-- Study text --
Description
This Baked Eggs Napoleon is a stunning brunch dish that combines flaky puff pastry, savory spinach, and perfectly baked eggs. It’s easy to prepare and sure to impress your guests or make your weekend special.
Ingredients
- Puff Pastry
- Eggs
- Fresh Spinach
- Gruyère cheese
- Heavy Cream or Milk
- Butter or Olive Oil
- Salt
- Freshly cracked black pepper
- Nutmeg
- Fresh herbs like chopped chives, parsley, or dill
- Cooked Beef Crumbles (optional)
- Sun-Dried Tomatoes (optional)
- Sautéed Mushrooms (optional)
- Roasted Red Peppers (optional)
Instructions
- Preparation is Key (15 minutes):
- First, take your puff pastry out of the freezer and let it thaw according to package directions. You want it pliable but still cold.
- Preheat your oven to 400°F (200°C). This ensures a nice, hot oven for crispy pastry.
- Lightly grease four 6-ounce ramekins or individual oven-safe dishes with butter or cooking spray. This helps prevent sticking and makes for easy removal.

-- Information supplied --
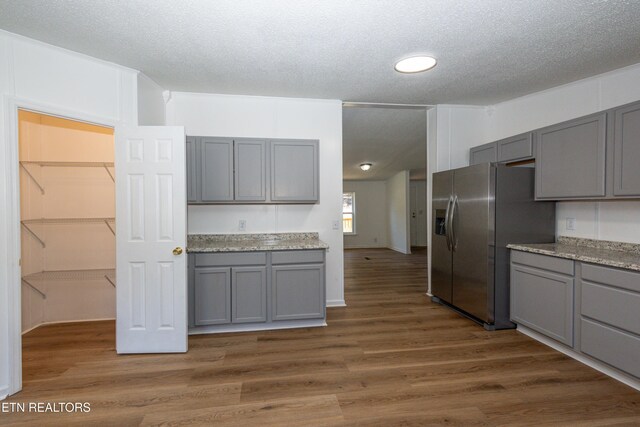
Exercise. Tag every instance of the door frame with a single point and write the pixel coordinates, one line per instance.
(12, 262)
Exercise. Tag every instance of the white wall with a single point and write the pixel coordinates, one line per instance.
(610, 220)
(59, 81)
(398, 212)
(418, 204)
(371, 214)
(251, 116)
(151, 106)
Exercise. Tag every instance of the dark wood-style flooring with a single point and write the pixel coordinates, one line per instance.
(390, 358)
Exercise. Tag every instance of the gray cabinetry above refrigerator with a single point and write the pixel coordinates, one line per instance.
(477, 211)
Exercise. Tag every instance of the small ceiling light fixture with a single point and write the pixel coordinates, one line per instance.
(415, 64)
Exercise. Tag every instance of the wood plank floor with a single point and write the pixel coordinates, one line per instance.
(390, 358)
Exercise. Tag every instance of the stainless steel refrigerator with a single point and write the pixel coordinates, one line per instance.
(477, 211)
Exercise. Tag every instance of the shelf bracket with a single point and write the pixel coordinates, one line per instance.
(35, 236)
(106, 221)
(34, 179)
(110, 174)
(113, 283)
(42, 294)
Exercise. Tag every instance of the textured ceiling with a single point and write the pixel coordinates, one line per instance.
(488, 50)
(390, 139)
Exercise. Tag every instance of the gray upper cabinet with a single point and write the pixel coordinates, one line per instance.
(486, 153)
(192, 178)
(246, 170)
(570, 159)
(216, 169)
(212, 296)
(294, 171)
(250, 163)
(626, 151)
(248, 294)
(516, 148)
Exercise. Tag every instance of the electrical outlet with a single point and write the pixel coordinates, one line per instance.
(571, 223)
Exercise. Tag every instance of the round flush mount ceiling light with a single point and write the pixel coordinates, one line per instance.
(415, 64)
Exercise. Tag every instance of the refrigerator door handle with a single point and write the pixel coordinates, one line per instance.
(446, 223)
(451, 231)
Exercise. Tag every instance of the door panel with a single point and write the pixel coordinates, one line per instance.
(470, 239)
(150, 222)
(440, 253)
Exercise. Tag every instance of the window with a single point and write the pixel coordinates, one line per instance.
(349, 213)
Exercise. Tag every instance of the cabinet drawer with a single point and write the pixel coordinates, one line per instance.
(297, 257)
(612, 306)
(617, 348)
(230, 258)
(559, 265)
(611, 276)
(543, 301)
(516, 148)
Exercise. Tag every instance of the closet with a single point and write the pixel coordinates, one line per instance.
(67, 209)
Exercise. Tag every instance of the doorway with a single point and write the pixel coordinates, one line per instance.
(67, 223)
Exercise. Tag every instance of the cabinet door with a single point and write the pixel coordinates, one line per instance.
(294, 171)
(519, 147)
(249, 294)
(297, 292)
(192, 173)
(486, 153)
(216, 169)
(212, 296)
(570, 159)
(626, 148)
(543, 301)
(250, 170)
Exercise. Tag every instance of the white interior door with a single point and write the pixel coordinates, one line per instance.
(151, 266)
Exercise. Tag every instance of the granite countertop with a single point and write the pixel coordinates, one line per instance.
(603, 252)
(198, 243)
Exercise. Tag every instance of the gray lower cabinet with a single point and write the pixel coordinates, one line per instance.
(294, 170)
(610, 317)
(605, 306)
(570, 159)
(215, 169)
(542, 291)
(212, 296)
(298, 292)
(248, 294)
(486, 153)
(248, 170)
(256, 287)
(626, 151)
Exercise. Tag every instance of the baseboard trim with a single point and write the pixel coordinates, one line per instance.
(220, 329)
(598, 366)
(66, 321)
(366, 247)
(336, 303)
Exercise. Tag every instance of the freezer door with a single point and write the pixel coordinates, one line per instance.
(472, 232)
(440, 253)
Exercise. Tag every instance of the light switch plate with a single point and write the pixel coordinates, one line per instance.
(571, 224)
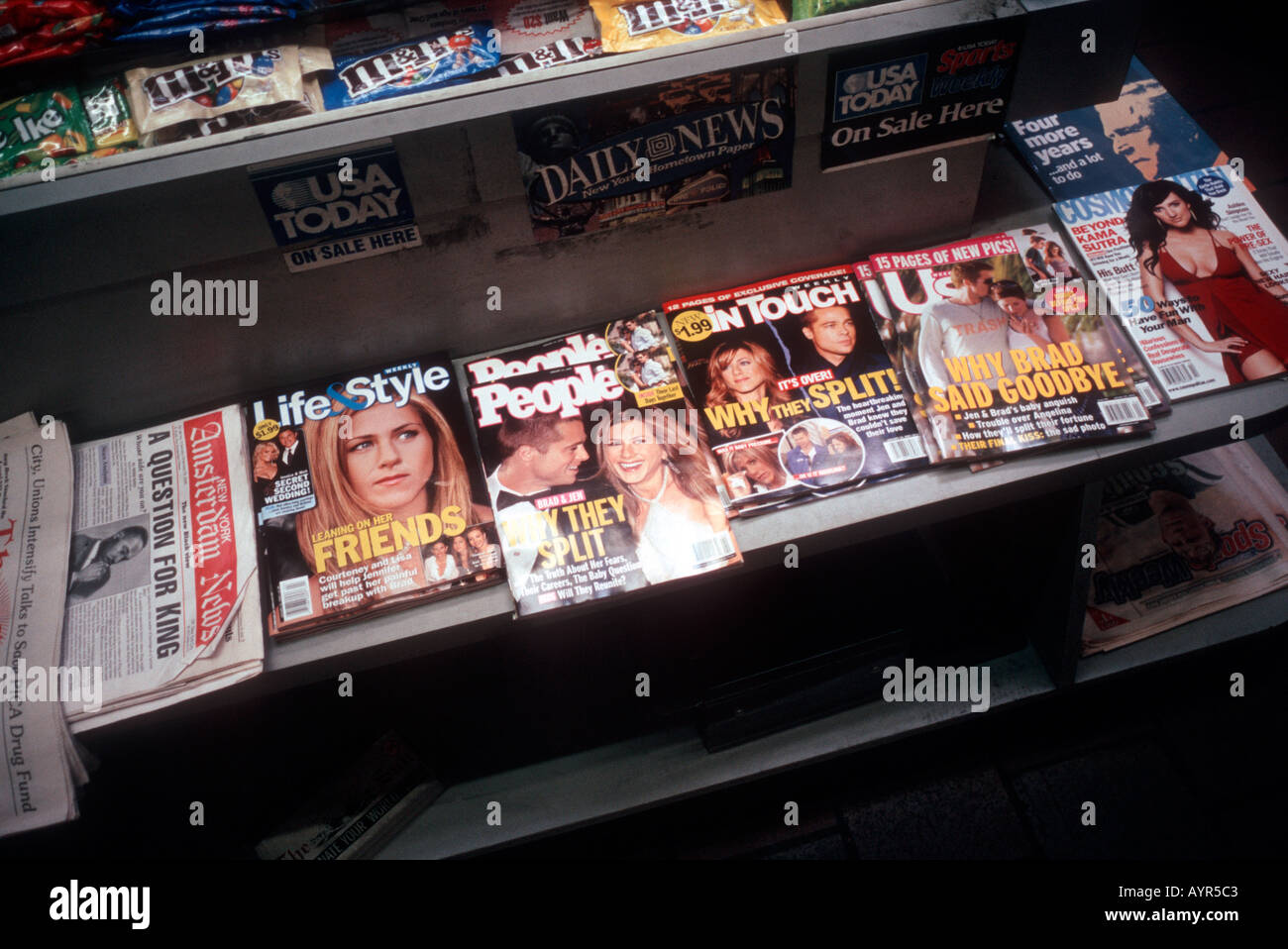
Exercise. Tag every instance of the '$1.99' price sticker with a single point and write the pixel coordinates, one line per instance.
(692, 326)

-- Problems to solve --
A: Which ingredients does the Baked Eggs Napoleon recipe mark as optional?
B: Print, word for word, the part of the Baked Eggs Napoleon recipe that opens with the words containing "- Roasted Red" and closes with "but still cold.".
Use only the recipe to answer.

-- Answers below --
A:
- Cooked Beef Crumbles
- Sun-Dried Tomatoes
- Sautéed Mushrooms
- Roasted Red Peppers

B:
- Roasted Red Peppers (optional)
Instructions
- Preparation is Key (15 minutes):
- First, take your puff pastry out of the freezer and let it thaw according to package directions. You want it pliable but still cold.